### YOUR TASK:
Would you set down all of the entries below exactly as they stand?

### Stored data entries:
╭──

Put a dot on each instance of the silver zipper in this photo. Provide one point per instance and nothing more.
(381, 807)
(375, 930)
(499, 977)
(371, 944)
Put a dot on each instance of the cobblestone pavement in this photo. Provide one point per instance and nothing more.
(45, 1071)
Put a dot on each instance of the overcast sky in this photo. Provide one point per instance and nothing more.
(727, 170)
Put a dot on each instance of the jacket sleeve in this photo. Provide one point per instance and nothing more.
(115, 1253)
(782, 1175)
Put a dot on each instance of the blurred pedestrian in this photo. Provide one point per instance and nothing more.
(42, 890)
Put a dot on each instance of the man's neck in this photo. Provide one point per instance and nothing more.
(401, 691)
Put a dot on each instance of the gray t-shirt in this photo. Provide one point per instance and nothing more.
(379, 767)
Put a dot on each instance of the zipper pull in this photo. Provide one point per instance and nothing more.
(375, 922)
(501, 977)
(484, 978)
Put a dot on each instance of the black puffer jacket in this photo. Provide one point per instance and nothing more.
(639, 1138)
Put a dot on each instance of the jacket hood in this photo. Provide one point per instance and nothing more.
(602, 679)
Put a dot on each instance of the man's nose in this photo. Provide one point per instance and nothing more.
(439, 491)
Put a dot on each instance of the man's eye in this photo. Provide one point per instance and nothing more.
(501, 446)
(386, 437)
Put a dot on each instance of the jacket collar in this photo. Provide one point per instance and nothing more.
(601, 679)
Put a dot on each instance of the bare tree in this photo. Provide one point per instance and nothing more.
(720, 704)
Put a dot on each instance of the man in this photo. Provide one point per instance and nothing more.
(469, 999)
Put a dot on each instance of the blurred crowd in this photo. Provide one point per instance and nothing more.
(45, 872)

╰──

### EXERCISE ANSWER:
Put a dot on each instance of the silver zipper in this photo. Provide one point per instance and nothing more.
(381, 807)
(375, 930)
(499, 977)
(371, 944)
Put a dot on each instance of the cobblestone pavement in this photo. Provide one point per instance and nothing more.
(45, 1071)
Put a dot on each instance of the overcast sky in this photo. Provide one point per instance and nothing more.
(727, 170)
Put a dot on each instance of the jacket sleeve in this photo. Provide one point per instance and nothing more.
(115, 1253)
(782, 1175)
Put a dot on each instance of the blurred pedestrian in this photo. Provide one point per instance and nothing more.
(42, 890)
Put a dot on each instance of the man's neck in this photo. Provide one point per instance and nothing more.
(401, 691)
Put a dot on each instance of the gray t-shirt in this photo. Provide one point per instance and nothing more.
(379, 767)
Put a dot on each instance of the zipper pull in this photo. Provide one point per instance and nothing more.
(375, 922)
(501, 977)
(484, 978)
Put a dot on each instance of the black puffer jacket in this photo. Provide one point per instance and nothing more.
(639, 1138)
Put a dot on each instance of the jacket hood in this photo. Provide one point per instance and nothing more.
(602, 679)
Put a dot on each instance of the man's nose in this photo. Provide one point per instance and nothing more.
(439, 491)
Put a dot on each instance of the man's eye in this photo. Provide one point per instance and nothing more.
(501, 446)
(386, 437)
Put a dot on each instance of the jacket collar in this photo. Provide one point per instance and nothing more.
(601, 679)
Put a dot on each instance of the bare tree in this photo. Provide one point per instance and nothing more.
(720, 704)
Put a dot on each instance of the man in this photo. Provide one point per instance and nothing more.
(469, 999)
Put a dot on each instance of the blurred crowd in this photo. Provide one point per instance and nothing more.
(45, 872)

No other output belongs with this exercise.